:: About this task ::
From the passage on educational quality during the pandemic, extract the stretch from "As for the development" through "assessments as benchmarks.", copying it word for word.

As for the development of teachers more specifically, Philippine National Research Center for Teacher Quality Director Dr. Gina Gonong highlighted the importance of a shared framework and teacher autonomy and agency, as laid out by the Philippine Professional Standards for Teachers (PPST). Alongside her was Dr. Fermin, who enumerated the different quality issues teachers face in the pandemic. Teachers, he explained, are at the heart of the solution.
In the area of external quality assurance, Br. Fernandez gave an overview of PAASCU’s initiatives for the Virtual Program Accreditation, an initiative that began this year and will be implemented in the years to come. These come with the 23 new principles-based quality standards, which the organization crafted with feedback from the academic community and with ASEAN, AUN, and CHEd assessments as benchmarks.
Over the next three years, he explained that PAASCU looks to improve its operations and safeguard the quality of the accreditation process throughout the many changes ahead. “As schools begin to open up,” said Br. Fernandez, “It’s important that accreditation adapts to whatever modality takes place.”
Construct
And finally, the last stage is one where schools may begin to construct. Not only is it imperative that schools prepare for the here and now of the Covid-19 pandemic, but also for what is to come.
From the new normal, for example, schools must look towards new possibilities.

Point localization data
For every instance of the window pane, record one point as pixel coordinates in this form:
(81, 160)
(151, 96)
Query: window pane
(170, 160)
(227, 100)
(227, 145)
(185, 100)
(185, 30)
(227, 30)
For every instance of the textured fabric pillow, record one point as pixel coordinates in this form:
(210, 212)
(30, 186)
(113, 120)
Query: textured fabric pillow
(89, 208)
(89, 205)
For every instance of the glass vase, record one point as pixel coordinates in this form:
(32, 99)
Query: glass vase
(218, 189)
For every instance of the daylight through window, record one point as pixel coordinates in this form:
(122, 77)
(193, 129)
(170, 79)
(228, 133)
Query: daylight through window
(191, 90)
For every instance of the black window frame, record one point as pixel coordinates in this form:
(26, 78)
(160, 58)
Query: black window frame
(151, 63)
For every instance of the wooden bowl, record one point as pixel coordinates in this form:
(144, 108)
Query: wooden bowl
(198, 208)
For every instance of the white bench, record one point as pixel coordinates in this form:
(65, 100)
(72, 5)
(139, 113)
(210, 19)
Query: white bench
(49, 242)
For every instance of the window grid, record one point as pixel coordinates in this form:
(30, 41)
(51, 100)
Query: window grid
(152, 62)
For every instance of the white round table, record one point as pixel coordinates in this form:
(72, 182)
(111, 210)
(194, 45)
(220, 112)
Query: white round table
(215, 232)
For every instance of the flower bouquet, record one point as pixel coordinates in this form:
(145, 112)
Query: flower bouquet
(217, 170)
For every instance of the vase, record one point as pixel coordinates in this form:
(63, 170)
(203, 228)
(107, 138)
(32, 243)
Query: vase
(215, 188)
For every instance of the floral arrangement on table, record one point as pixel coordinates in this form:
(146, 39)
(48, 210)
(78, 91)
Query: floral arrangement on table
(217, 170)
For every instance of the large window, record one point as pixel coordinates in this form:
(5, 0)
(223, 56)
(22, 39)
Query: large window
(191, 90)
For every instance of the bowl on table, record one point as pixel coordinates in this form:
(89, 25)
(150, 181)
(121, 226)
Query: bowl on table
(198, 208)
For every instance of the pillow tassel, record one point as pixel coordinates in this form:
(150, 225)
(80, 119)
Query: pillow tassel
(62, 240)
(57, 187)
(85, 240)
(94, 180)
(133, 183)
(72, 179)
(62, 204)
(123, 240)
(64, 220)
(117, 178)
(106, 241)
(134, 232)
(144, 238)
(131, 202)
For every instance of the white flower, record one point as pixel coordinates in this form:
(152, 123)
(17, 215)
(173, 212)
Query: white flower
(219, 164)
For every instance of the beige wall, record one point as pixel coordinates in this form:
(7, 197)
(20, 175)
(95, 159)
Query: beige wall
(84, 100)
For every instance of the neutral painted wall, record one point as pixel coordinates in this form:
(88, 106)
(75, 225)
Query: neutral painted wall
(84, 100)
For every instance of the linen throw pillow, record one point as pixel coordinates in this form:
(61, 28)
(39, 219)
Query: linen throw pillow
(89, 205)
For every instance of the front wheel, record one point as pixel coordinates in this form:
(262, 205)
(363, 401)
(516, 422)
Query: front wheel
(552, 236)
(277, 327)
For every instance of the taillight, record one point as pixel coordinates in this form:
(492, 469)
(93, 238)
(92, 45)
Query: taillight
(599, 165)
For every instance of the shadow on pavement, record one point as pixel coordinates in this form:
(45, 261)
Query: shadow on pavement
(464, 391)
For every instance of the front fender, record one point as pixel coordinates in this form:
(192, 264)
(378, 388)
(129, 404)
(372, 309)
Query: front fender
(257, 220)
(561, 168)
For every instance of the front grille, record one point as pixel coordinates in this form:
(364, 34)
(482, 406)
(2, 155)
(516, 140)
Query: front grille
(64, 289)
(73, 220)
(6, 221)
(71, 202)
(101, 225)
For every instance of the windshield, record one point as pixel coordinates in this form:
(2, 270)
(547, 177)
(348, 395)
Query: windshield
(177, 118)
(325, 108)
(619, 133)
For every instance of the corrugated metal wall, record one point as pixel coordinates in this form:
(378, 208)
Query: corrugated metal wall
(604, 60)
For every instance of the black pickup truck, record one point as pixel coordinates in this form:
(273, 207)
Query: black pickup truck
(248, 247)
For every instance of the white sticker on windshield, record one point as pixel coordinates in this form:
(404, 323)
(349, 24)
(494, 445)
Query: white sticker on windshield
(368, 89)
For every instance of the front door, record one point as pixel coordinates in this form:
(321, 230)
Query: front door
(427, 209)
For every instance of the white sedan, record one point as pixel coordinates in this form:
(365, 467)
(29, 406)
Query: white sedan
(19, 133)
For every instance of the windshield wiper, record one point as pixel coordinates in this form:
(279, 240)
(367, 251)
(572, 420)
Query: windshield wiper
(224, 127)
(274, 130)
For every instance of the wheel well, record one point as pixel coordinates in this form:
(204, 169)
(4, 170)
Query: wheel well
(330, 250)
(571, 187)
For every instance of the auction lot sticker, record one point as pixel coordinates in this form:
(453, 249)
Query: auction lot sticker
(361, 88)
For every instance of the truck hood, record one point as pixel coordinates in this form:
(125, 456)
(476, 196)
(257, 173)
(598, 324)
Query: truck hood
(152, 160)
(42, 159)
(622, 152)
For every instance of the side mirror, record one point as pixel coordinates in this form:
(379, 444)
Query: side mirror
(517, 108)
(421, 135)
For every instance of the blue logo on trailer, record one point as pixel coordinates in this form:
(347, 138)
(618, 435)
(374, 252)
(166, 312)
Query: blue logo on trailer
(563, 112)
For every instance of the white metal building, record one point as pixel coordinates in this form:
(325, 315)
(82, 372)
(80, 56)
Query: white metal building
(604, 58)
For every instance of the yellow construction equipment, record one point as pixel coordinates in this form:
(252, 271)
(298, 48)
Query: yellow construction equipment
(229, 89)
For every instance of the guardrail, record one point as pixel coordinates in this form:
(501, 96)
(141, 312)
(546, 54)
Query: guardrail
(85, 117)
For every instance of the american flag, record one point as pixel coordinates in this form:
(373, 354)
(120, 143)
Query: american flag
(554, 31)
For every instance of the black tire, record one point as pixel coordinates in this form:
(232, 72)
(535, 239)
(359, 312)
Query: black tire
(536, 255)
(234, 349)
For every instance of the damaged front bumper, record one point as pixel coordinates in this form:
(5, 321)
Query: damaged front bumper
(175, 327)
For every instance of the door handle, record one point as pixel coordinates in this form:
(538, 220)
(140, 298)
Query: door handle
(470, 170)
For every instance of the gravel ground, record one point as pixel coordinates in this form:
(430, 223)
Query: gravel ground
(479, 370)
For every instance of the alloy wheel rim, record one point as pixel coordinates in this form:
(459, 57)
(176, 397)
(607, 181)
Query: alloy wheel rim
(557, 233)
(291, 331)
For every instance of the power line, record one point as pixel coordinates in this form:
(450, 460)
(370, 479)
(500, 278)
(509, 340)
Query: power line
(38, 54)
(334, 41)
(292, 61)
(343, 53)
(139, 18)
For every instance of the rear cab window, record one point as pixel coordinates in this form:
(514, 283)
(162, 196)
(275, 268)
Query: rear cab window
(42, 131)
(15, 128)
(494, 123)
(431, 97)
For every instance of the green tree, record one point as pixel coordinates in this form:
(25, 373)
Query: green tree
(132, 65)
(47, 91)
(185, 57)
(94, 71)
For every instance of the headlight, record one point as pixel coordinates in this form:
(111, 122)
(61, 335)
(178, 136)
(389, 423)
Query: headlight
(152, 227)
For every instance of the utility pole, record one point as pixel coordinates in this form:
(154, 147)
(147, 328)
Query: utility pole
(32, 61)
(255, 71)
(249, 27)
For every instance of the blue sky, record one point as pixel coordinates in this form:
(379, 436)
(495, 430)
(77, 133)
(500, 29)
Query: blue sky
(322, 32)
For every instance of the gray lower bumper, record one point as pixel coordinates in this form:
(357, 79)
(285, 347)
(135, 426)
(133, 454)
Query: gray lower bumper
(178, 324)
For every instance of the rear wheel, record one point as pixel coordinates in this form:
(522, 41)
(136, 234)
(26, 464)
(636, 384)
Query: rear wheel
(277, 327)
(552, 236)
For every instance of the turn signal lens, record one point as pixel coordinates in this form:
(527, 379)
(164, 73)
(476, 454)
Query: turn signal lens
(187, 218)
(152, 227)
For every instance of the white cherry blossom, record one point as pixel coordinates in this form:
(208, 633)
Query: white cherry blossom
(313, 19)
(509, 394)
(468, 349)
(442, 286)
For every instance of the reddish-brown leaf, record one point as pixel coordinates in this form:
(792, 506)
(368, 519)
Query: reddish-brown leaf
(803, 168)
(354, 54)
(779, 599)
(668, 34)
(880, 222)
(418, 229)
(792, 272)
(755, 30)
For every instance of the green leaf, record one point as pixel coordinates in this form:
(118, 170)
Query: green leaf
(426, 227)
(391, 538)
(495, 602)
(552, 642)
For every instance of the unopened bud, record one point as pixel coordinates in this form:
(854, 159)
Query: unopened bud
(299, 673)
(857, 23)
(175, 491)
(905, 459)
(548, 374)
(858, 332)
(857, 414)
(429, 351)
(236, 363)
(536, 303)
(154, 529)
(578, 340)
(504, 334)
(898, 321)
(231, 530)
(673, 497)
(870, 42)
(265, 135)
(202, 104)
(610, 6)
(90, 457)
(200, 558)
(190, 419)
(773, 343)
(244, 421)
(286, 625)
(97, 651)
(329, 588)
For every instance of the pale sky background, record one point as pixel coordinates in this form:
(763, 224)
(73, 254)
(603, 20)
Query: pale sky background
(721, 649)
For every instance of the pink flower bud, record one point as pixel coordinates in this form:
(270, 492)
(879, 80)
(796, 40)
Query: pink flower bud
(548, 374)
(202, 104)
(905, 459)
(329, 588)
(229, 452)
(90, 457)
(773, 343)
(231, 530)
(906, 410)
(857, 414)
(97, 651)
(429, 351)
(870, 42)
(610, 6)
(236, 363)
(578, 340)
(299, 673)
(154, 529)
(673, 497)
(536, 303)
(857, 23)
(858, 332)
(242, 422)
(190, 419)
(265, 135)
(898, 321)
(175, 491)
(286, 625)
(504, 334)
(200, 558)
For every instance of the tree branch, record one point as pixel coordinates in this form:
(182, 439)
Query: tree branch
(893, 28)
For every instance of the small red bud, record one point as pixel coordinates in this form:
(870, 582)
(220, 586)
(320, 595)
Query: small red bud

:: Finished task ::
As for the development of teachers more specifically, Philippine National Research Center for Teacher Quality Director Dr. Gina Gonong highlighted the importance of a shared framework and teacher autonomy and agency, as laid out by the Philippine Professional Standards for Teachers (PPST). Alongside her was Dr. Fermin, who enumerated the different quality issues teachers face in the pandemic. Teachers, he explained, are at the heart of the solution.
In the area of external quality assurance, Br. Fernandez gave an overview of PAASCU’s initiatives for the Virtual Program Accreditation, an initiative that began this year and will be implemented in the years to come. These come with the 23 new principles-based quality standards, which the organization crafted with feedback from the academic community and with ASEAN, AUN, and CHEd assessments as benchmarks.